**Problem to solve**
When you reproduce the entries below, keep each one exact and drop any pictures.

[Exercise inputs — start]

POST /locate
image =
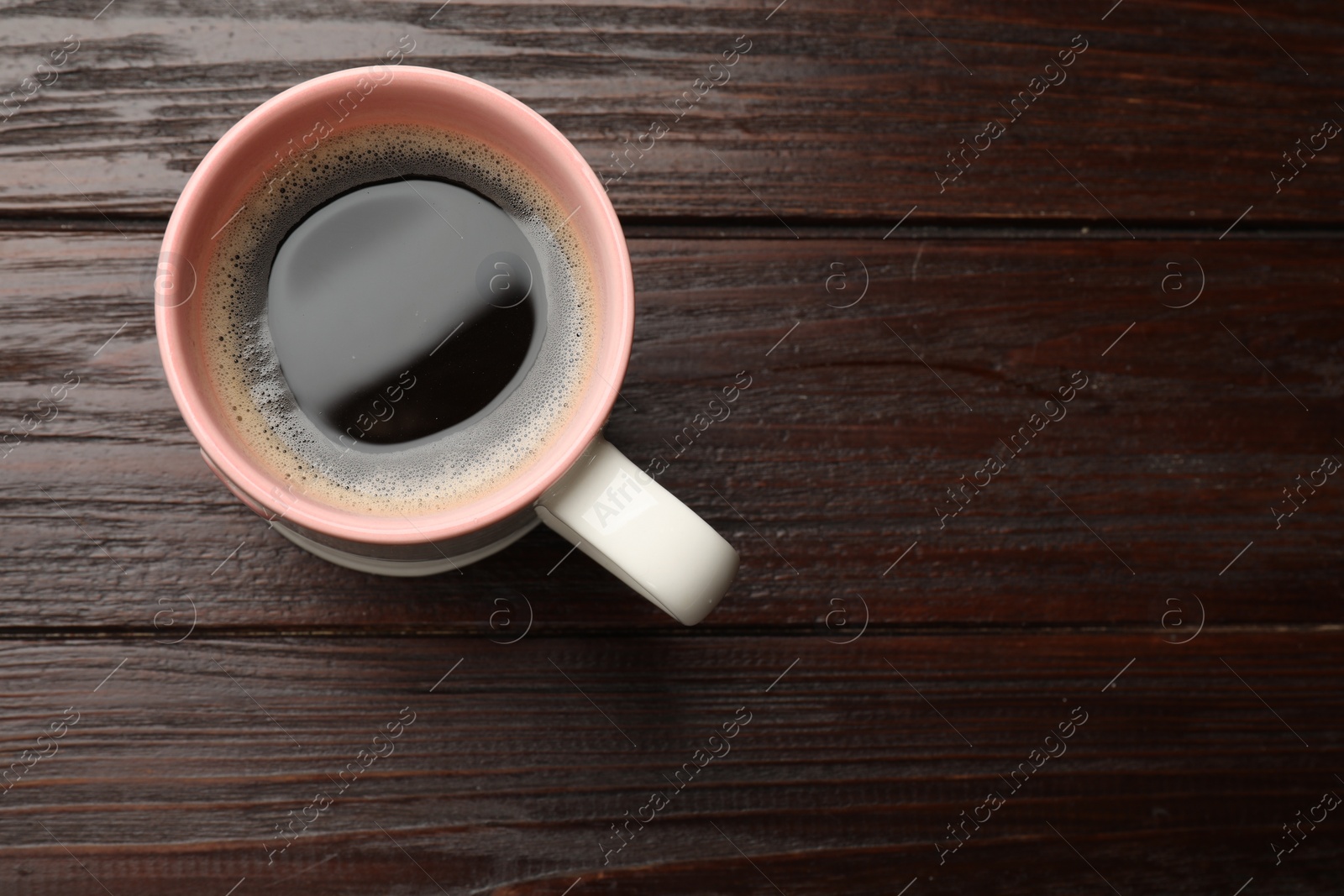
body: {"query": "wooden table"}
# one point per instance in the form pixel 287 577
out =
pixel 1124 636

[Exercise inputs — finish]

**Task solution**
POST /locate
image =
body: {"query": "wooden table"}
# one point per instance in the form pixel 287 577
out =
pixel 1124 636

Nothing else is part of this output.